§ **Exercise directions**
Turn every line of the records below into a numbered list, leaving out blank lines.

+++ Records +++

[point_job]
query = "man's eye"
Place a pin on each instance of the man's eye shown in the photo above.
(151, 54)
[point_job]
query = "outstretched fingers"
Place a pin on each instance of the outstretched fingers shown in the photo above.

+++

§ **Exercise output**
1. [point_job]
2. query = "man's eye"
3. Place a pin on each instance of the man's eye shown in the photo above.
4. (151, 54)
5. [point_job]
6. query = "outstretched fingers"
7. Place a pin on each instance of the outstretched fingers shown in the photo above.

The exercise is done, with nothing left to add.